> Task statement: Below are some records; copy each line in them that contains "rubber".

> Provided material:
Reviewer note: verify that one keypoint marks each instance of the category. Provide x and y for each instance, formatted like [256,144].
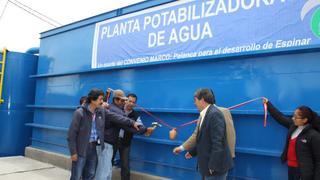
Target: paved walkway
[22,168]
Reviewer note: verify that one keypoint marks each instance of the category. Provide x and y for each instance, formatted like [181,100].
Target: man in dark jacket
[214,158]
[85,133]
[125,137]
[111,133]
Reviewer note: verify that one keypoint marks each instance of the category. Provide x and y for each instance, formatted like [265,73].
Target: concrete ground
[23,168]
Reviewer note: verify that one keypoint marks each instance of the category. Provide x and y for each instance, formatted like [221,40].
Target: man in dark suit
[214,158]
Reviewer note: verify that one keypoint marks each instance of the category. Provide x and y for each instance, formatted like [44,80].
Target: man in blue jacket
[214,158]
[111,135]
[87,131]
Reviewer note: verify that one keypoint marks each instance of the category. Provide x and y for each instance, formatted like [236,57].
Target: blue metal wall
[288,79]
[18,92]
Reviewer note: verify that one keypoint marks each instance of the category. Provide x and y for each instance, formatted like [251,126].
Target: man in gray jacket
[86,132]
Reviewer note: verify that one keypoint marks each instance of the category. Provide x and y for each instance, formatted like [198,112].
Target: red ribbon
[265,107]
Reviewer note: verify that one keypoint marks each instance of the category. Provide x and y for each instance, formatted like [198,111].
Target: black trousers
[124,151]
[294,173]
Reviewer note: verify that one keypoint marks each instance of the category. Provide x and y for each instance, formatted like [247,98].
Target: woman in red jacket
[302,149]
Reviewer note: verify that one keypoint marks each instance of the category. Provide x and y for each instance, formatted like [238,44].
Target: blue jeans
[85,166]
[104,169]
[217,177]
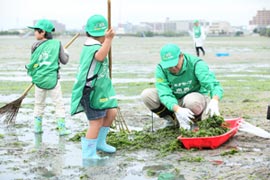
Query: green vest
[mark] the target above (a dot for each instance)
(197, 31)
(194, 76)
(44, 65)
(103, 95)
(185, 81)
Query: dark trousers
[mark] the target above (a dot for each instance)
(198, 52)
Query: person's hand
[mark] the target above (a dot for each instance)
(213, 108)
(184, 116)
(66, 51)
(109, 34)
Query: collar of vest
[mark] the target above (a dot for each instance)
(184, 67)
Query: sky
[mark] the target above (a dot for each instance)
(74, 13)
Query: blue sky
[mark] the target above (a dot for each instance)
(74, 13)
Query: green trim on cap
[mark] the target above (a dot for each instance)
(169, 55)
(43, 24)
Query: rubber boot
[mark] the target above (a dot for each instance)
(89, 149)
(101, 143)
(38, 125)
(62, 127)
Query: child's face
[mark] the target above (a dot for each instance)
(39, 35)
(101, 39)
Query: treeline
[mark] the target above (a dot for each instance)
(263, 31)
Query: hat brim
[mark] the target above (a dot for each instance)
(169, 64)
(97, 34)
(32, 27)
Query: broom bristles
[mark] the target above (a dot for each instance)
(10, 110)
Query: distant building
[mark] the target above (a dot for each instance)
(168, 26)
(177, 26)
(59, 27)
(262, 18)
(220, 28)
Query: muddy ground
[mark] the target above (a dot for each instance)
(244, 75)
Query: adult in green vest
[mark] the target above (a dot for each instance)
(93, 92)
(198, 37)
(184, 84)
(44, 67)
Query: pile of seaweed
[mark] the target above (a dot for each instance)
(211, 126)
(163, 140)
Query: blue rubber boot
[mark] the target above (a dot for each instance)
(101, 143)
(62, 127)
(89, 149)
(38, 125)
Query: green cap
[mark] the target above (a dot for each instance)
(196, 21)
(169, 55)
(43, 24)
(96, 26)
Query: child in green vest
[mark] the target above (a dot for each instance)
(44, 67)
(93, 92)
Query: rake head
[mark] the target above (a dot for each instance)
(10, 111)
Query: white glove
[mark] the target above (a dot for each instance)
(212, 108)
(184, 116)
(66, 51)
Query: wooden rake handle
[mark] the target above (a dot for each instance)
(109, 27)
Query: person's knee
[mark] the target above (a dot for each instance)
(111, 113)
(195, 102)
(145, 94)
(96, 123)
(150, 98)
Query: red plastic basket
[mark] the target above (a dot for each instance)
(213, 141)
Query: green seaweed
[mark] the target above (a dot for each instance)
(192, 159)
(211, 126)
(230, 152)
(163, 140)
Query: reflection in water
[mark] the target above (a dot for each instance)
(95, 162)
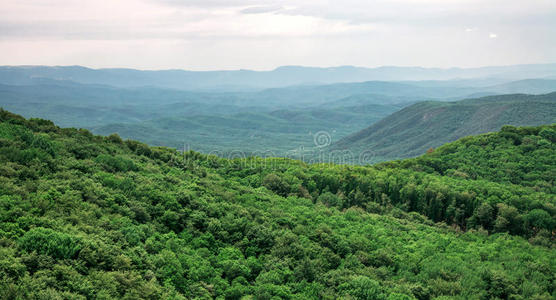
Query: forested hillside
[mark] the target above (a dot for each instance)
(424, 125)
(91, 217)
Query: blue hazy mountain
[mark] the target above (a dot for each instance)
(279, 77)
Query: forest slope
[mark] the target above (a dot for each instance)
(416, 128)
(91, 217)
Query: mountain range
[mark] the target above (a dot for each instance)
(279, 77)
(429, 124)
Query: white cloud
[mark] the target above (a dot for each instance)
(215, 34)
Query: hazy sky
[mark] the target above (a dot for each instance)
(263, 34)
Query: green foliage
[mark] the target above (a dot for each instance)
(417, 128)
(87, 217)
(49, 242)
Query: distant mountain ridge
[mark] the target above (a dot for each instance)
(279, 77)
(416, 128)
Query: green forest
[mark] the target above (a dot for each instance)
(91, 217)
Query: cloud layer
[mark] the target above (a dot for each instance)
(263, 34)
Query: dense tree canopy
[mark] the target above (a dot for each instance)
(91, 217)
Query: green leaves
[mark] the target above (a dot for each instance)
(49, 242)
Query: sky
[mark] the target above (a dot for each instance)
(265, 34)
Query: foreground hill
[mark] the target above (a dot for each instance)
(91, 217)
(414, 129)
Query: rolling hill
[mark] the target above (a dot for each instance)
(416, 128)
(247, 79)
(93, 217)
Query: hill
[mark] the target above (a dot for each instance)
(248, 79)
(416, 128)
(88, 217)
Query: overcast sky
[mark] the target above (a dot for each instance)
(264, 34)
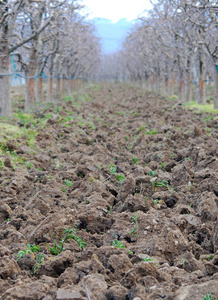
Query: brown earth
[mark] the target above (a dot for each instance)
(135, 177)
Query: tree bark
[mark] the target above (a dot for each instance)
(30, 82)
(216, 86)
(202, 97)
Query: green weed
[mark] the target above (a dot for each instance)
(29, 165)
(147, 259)
(134, 160)
(133, 231)
(30, 249)
(117, 244)
(68, 183)
(120, 177)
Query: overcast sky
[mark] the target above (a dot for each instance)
(116, 9)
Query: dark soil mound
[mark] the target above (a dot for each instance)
(117, 198)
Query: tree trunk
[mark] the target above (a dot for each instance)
(30, 92)
(30, 82)
(5, 87)
(202, 97)
(5, 81)
(39, 89)
(180, 85)
(216, 87)
(49, 89)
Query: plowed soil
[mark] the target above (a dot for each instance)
(116, 198)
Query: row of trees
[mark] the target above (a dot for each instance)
(172, 49)
(44, 38)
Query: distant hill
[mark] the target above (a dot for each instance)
(112, 34)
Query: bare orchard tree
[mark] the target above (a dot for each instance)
(177, 40)
(10, 12)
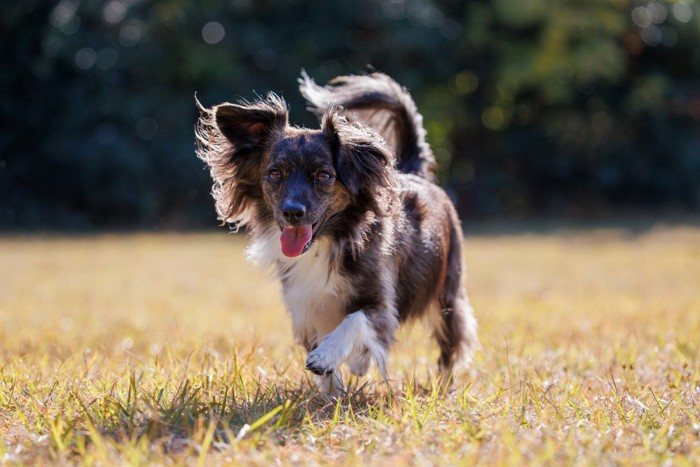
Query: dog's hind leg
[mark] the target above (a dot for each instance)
(454, 325)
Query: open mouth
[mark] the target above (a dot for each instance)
(296, 240)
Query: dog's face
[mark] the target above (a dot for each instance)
(301, 187)
(266, 170)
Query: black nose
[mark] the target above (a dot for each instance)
(293, 211)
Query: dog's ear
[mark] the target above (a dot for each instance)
(364, 163)
(232, 140)
(250, 126)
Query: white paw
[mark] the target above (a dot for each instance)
(359, 363)
(327, 357)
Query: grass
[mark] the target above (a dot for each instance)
(143, 349)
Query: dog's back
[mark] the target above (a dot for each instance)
(430, 267)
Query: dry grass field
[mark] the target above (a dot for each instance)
(171, 349)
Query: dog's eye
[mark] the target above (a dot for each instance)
(324, 176)
(274, 175)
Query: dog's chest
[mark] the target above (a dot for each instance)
(314, 292)
(315, 295)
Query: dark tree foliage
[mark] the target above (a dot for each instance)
(545, 106)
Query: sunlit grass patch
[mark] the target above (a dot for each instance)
(158, 348)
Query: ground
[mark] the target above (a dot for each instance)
(164, 348)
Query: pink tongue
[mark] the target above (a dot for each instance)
(294, 239)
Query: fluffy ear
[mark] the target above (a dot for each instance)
(249, 126)
(231, 140)
(364, 163)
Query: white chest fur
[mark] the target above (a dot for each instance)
(314, 293)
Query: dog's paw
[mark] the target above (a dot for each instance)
(359, 363)
(319, 363)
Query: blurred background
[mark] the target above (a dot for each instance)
(571, 108)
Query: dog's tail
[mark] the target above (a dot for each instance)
(379, 102)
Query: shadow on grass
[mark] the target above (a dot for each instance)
(271, 412)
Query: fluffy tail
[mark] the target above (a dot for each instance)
(380, 103)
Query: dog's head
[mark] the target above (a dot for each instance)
(266, 171)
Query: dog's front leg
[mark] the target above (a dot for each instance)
(355, 334)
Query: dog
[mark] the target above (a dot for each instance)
(350, 217)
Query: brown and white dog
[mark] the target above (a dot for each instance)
(349, 215)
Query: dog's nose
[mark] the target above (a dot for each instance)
(293, 211)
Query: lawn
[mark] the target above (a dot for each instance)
(165, 348)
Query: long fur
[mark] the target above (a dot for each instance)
(383, 242)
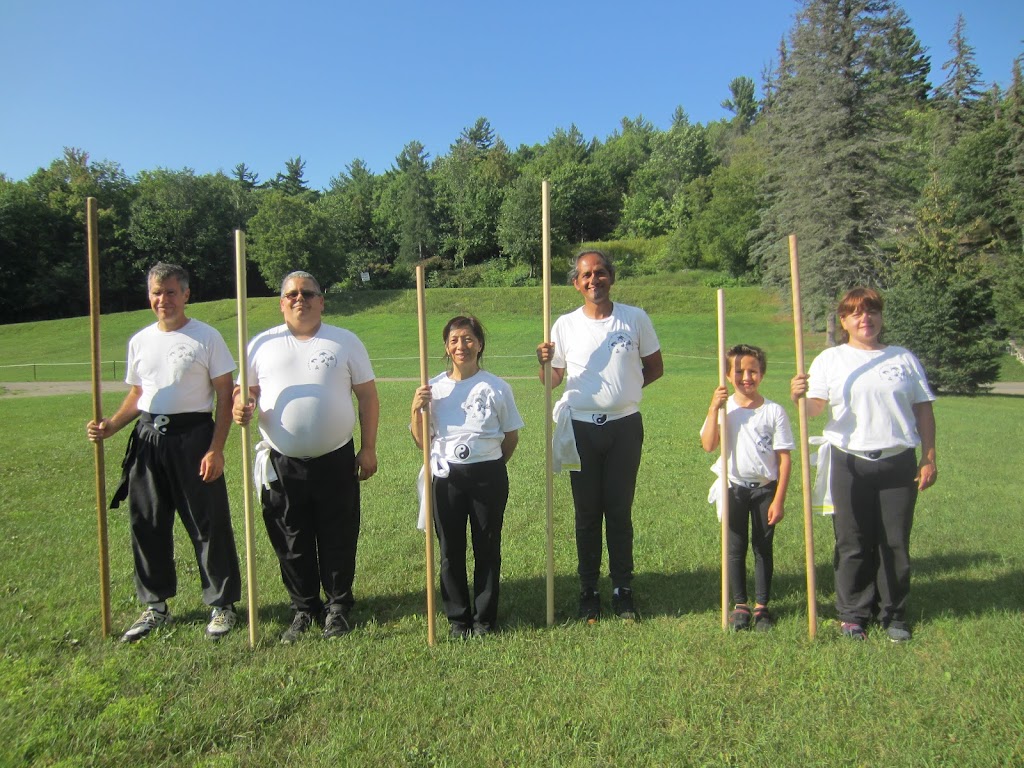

> Output for this task:
Query: rubber boot
Query: blue rubber boot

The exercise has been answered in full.